Document extract:
* begin *

Philipp Stephani <address@hidden> writes:

> https://raw.githubusercontent.com/joaotavora/eglot/jsonrpc-refactor/jsonrpc.el
> Thanks! Could you maybe use GitHub PRs for further changes? I find it
> much easier to comment on them instead of via mail.

Well, the idea was to hold the discussion here since I'm proposing this
as a core library. But I guess we can do both, why not...

Make your pull requests against the `jsonrpc-refactor' branch.

> It's OK to add the tests once the API stabilizes. It would be great to have 
> tests e.g. for
> - server process crashes
> - server takes too long to respond
> - invalid responses
> - mismatched IDs
> - very large responses
> etc., just the usual failure modes.

Have a look at the eglot-tests.el, it's testing some of these things
(crashes, reconnections, timeouts, etc...) though from an LSP

>  > - Also please remove `jrpc-current-process'. There is no general
>  > notion of a "current" process;
>  Maybe. Not convinced. It's opininated, sure. It supposes that just most
>  JSONRPC applications would have the notion of a "session". So jsonrpc.el
>  makes this suggestion to its users, allowing them to configure what a
>  session means for them. They would also get access to M-x
>  jsonrpc-events-buffer. This is entirely optional on the client's part,
>  but I see no harm in JSONRPC providing this convenience. Perhaps the
>  name is off and should mention "session".

* end *

Record list:
* begin *

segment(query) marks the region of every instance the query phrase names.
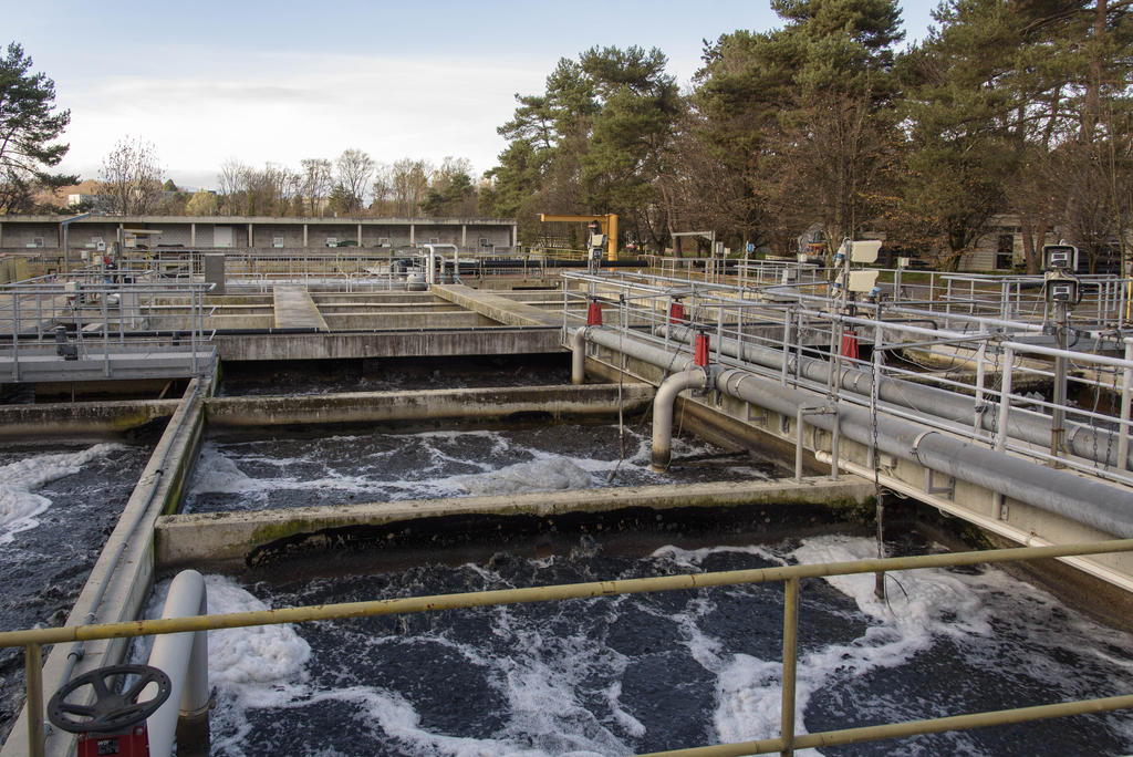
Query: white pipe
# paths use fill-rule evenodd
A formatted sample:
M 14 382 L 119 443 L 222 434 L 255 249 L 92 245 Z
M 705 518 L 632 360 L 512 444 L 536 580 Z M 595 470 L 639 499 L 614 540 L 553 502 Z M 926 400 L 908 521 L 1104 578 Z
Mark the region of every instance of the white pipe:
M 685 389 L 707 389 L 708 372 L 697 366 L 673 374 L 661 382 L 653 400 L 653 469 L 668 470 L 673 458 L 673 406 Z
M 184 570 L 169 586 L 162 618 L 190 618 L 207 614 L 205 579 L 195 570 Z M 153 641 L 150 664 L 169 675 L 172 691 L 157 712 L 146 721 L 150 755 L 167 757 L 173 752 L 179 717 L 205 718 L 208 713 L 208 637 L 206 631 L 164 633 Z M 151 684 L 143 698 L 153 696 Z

* end *
* begin *

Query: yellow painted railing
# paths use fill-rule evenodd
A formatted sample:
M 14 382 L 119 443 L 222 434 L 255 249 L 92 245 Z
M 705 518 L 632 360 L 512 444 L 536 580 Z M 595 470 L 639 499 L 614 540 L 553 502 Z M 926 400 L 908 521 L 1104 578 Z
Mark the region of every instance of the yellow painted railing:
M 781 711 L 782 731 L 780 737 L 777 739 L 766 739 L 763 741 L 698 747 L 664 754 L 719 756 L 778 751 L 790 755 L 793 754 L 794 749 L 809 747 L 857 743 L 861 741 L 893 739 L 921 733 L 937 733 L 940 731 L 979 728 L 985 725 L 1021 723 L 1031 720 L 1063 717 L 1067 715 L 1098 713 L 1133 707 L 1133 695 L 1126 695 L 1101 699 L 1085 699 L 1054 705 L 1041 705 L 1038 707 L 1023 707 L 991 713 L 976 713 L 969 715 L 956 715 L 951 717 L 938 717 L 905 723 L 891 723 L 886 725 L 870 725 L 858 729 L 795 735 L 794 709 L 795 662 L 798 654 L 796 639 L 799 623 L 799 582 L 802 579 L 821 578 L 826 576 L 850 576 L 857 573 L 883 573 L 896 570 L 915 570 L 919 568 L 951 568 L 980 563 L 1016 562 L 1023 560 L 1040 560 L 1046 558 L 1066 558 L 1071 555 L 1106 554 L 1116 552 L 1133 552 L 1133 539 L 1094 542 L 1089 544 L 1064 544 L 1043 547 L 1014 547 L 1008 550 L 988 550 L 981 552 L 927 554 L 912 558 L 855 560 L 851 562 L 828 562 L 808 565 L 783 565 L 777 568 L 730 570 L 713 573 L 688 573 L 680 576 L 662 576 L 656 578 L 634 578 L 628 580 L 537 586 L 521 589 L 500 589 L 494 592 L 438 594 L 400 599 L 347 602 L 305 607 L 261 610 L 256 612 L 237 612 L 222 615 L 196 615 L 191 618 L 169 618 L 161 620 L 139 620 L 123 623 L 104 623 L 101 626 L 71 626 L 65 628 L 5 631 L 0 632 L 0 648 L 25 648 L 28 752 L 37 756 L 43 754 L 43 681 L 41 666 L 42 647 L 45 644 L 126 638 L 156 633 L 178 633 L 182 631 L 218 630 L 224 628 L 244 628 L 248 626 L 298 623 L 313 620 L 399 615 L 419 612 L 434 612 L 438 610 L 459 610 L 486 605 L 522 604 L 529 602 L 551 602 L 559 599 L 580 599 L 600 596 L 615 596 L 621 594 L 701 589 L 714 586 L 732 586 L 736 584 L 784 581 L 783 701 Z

* end *

Aim 1:
Answer these questions about the email on jsonrpc.el:
(a) Against which branch should pull requests be made?
(b) Which test file already tests crashes, reconnections and timeouts?
(c) Which command would users get access to?
Aim 2: Extend the email on jsonrpc.el, picking up right after its last line.

Expected answer 1:
(a) The `jsonrpc-refactor' branch.
(b) eglot-tests.el.
(c) M-x jsonrpc-events-buffer.

Expected answer 2:
> When reading the code, I was a bit confused to see the notion of a
> "current process". Later, I realized that it's only used for some
> debug helpers and not for the core API.  I think it would make sense
> to separate the debug helpers from the core API (connect, send,
> receive) more cleanly. I'm even wondering whether the debug helpers
> are needed at all. Probably you saw a need for them, otherwise you
> wouldn't have added them. But maybe at least in the beginning Emacs's
> builtin debug functionality (edebug etc.) is already good enough? If
> at all, please separate the debug helpers from the main API (with a
> comment block or similar) and move them to the end, as they are not
> essential.

jsonrpc-events-buffer is a logging facility specially apt at printing
JSON objects and edebug is not really practical to watch sessions of
JSONRPC at a glance. I guess I can extract that stuff into
jsonrpc-debug.el, but lets make that one of the last things.

>  > - Please don't use the `error' symbol directly. Instead, define your
>  > own error symbols for each error category using `define-error'. Only
>  > then clients have the chance to catch and handle errors.
>  OK. Done. Though technically they can already catch and handle
>  them. What they can't do is catch *only* JSONRPC errors and let the
>  others thru. I happen to think that's a bad idea because a JSONRPC error
>  is an error in your program. But there's no reason to deny this, too.
> When designing a general-purpose API, it's often unknown how it will
> be used; often it's used in unpredicted and surprising way.

Yeah, but it's the API's responsibility to guide the user. Common things
easy, complicate things possible. I just made it possible.

> Please also use specific error symbols in `jsonrpc-error'.

I think I already did,  jsonrpc-error-message and jsonrpc-error-code

>  > - `jrpc-define-process-var' isn't JSONRPC-specific, it should be moved
>  > somewhere else (subr.el)?
>  Yes, but if we do this it'll be harder for clients like eglot.el to keep
>  supporting Emacs 26.1 (assuming jsonrpc.el would be in GNU ELPA and
>  master simultaneously).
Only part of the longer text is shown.